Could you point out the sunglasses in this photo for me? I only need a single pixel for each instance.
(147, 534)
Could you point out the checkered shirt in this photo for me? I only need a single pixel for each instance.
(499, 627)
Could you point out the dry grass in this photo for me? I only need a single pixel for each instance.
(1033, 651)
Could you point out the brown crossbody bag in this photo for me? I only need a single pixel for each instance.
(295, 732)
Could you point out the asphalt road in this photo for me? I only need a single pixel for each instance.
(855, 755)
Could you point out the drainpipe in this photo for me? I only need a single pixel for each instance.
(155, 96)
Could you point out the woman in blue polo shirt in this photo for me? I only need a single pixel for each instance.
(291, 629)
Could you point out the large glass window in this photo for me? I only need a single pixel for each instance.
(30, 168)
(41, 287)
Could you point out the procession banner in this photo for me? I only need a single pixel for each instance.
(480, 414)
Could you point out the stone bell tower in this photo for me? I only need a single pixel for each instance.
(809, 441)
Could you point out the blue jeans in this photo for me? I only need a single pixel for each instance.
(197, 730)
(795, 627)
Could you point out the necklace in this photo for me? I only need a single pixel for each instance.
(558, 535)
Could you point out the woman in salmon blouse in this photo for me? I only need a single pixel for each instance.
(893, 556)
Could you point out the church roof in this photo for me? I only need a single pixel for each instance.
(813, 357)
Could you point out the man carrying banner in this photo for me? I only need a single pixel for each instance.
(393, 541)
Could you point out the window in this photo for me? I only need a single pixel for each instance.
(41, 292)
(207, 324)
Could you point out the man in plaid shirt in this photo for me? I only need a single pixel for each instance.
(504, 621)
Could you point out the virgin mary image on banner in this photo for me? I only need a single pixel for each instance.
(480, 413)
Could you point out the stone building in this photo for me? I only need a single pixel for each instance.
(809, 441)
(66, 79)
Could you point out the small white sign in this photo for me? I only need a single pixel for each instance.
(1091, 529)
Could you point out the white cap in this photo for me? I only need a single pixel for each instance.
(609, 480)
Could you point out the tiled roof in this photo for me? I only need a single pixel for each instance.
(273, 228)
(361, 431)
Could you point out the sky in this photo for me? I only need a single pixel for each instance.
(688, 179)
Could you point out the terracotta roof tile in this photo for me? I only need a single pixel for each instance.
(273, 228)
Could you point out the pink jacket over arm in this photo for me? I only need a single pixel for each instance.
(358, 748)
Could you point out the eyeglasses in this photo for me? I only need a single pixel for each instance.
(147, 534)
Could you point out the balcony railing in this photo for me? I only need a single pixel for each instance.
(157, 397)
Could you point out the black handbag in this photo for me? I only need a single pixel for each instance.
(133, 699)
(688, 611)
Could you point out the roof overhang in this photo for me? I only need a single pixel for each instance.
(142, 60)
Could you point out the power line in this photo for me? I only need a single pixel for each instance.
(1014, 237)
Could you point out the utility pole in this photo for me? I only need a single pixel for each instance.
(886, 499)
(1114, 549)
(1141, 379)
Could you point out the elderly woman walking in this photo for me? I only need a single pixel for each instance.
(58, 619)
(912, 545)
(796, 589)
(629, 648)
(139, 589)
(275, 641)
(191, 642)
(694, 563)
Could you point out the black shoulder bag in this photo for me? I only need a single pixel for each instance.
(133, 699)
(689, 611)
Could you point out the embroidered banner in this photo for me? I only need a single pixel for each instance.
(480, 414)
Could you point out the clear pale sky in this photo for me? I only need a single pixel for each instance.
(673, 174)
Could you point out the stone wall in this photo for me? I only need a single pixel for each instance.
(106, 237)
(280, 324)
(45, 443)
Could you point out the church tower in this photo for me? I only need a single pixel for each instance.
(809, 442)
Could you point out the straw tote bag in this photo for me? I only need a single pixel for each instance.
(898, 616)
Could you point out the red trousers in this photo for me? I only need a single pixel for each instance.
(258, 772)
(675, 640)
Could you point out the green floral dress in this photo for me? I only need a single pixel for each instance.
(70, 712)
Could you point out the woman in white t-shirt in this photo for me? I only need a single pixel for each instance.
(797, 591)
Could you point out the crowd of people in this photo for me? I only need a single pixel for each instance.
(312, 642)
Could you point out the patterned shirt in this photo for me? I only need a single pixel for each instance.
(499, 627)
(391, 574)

= = =

• _Written request_: Extract, exactly as they appear, the lines from the one containing "Could you point out the green" through the final line.

• _Solution below_:
Could you point out the green floral dress in this photo for me? I only need a single pixel for each instance.
(70, 712)
Could you point out the woman in white t-shirt in this photo for me? I only need a single pixel for each instance.
(797, 591)
Could you point out the crowd of people in this photo for me? I only need a single pixel for each instance.
(312, 642)
Could you point out the patterned shirt in this photo for me? I only need a single pixel for each instance.
(499, 627)
(391, 574)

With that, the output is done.